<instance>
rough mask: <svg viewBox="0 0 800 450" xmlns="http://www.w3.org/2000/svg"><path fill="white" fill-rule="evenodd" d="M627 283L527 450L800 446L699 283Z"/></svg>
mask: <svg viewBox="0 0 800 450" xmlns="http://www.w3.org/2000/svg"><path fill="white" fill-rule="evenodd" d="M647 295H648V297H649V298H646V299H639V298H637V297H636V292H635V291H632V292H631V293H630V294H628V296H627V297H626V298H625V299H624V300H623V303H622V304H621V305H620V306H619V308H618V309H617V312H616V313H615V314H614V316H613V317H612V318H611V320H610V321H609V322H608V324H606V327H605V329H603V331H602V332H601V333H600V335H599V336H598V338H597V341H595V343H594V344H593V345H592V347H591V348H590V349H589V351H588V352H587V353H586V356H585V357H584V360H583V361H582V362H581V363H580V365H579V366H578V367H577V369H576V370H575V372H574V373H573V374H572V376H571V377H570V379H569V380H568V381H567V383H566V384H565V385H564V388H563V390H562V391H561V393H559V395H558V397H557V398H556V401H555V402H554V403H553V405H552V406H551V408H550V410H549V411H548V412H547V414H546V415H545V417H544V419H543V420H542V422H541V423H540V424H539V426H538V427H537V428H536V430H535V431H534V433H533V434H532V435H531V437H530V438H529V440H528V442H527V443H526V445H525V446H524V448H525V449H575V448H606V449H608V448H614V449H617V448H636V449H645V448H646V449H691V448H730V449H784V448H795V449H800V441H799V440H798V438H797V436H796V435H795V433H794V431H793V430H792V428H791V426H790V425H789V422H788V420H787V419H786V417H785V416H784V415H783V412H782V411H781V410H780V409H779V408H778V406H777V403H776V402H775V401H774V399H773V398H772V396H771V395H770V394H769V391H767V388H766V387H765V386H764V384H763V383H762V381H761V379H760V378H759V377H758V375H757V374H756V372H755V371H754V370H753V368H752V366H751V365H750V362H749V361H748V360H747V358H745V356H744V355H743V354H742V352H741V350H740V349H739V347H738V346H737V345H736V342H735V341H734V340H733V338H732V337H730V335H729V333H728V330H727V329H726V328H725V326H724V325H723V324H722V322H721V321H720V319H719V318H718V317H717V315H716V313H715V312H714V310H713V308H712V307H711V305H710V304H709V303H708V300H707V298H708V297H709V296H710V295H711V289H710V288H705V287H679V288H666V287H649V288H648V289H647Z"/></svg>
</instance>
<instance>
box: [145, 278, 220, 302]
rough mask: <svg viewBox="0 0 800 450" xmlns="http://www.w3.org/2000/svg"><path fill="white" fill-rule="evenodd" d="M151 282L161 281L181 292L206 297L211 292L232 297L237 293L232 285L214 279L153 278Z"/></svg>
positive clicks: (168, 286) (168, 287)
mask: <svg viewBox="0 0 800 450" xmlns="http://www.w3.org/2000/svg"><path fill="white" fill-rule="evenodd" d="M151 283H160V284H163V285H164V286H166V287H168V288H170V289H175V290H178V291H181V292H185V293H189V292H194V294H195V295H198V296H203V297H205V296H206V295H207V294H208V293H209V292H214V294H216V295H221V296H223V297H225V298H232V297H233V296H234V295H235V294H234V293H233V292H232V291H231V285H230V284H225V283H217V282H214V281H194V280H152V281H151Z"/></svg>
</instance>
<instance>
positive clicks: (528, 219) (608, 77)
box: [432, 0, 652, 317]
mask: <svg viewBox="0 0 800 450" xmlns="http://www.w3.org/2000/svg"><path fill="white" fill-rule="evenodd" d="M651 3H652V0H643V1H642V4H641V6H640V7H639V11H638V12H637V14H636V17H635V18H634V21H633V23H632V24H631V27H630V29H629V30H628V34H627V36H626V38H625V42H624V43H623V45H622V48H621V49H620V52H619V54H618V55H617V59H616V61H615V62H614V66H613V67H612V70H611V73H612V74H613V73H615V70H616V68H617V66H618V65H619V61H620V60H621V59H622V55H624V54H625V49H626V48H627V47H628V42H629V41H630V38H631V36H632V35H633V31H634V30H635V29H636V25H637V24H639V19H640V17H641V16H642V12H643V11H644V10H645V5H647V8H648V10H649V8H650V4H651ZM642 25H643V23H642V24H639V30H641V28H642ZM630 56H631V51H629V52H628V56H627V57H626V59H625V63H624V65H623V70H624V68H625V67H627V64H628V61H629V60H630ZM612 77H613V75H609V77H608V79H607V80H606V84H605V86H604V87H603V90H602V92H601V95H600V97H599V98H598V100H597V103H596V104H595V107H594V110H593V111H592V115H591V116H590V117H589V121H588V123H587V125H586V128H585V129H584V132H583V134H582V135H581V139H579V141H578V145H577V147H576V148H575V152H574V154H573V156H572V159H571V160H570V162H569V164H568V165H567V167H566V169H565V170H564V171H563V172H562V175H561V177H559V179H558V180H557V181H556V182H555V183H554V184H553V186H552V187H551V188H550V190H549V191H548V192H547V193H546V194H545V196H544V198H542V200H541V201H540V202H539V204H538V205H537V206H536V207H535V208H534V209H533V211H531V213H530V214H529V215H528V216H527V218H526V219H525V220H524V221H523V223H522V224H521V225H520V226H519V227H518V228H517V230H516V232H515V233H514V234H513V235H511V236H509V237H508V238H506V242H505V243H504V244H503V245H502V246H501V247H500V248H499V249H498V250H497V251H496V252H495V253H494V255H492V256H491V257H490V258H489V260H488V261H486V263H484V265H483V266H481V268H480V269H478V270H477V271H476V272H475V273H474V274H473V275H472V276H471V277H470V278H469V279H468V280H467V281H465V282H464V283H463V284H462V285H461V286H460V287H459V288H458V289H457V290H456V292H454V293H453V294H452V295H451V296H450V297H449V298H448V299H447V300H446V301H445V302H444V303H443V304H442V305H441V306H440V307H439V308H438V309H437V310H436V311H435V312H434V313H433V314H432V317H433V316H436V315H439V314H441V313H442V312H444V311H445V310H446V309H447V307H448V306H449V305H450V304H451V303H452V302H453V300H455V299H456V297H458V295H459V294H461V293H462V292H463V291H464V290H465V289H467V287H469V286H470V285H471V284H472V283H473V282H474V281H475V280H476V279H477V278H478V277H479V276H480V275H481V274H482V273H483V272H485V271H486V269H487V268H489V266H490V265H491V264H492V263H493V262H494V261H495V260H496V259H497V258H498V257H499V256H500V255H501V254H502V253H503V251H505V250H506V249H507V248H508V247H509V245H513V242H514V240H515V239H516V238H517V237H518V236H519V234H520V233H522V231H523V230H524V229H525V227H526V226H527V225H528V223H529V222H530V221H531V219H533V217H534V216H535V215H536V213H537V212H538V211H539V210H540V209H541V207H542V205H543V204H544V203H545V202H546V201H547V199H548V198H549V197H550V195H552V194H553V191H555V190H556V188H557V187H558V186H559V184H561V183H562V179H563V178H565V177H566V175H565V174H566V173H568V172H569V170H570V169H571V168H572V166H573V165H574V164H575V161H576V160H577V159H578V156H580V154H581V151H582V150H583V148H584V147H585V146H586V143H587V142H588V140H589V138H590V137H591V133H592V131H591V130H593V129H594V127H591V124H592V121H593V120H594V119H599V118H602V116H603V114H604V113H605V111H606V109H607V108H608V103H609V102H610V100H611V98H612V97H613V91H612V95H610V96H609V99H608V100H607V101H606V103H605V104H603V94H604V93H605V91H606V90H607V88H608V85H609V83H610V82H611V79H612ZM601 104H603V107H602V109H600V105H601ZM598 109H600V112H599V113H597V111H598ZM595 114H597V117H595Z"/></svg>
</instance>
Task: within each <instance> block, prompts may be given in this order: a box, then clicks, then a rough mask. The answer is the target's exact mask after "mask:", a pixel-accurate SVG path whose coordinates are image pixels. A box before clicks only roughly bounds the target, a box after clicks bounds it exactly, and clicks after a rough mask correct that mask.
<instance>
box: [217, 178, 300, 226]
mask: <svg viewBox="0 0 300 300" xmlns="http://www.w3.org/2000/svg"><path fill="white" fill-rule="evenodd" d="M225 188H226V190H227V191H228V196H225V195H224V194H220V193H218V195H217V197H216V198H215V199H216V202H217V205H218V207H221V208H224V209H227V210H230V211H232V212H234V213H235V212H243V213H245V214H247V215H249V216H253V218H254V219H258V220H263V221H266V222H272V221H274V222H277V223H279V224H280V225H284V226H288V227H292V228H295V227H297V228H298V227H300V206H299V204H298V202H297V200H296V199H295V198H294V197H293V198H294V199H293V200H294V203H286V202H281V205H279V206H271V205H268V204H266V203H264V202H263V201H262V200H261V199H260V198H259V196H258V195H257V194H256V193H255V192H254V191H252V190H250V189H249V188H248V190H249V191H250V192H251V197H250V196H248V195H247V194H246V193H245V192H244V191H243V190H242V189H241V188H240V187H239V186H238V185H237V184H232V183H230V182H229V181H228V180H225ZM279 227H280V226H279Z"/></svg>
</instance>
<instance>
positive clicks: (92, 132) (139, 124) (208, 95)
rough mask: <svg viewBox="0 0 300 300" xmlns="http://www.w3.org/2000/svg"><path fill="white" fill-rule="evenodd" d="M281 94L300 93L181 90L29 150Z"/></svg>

+===+

## [To do]
Rewrite the items from their first line up to and including the line with "283L527 450L800 446L699", putting "coarse mask" in place of "rough mask" and leaving everything else unchanged.

## [Result of this exercise]
<instance>
coarse mask: <svg viewBox="0 0 800 450" xmlns="http://www.w3.org/2000/svg"><path fill="white" fill-rule="evenodd" d="M627 283L527 450L800 446L699 283Z"/></svg>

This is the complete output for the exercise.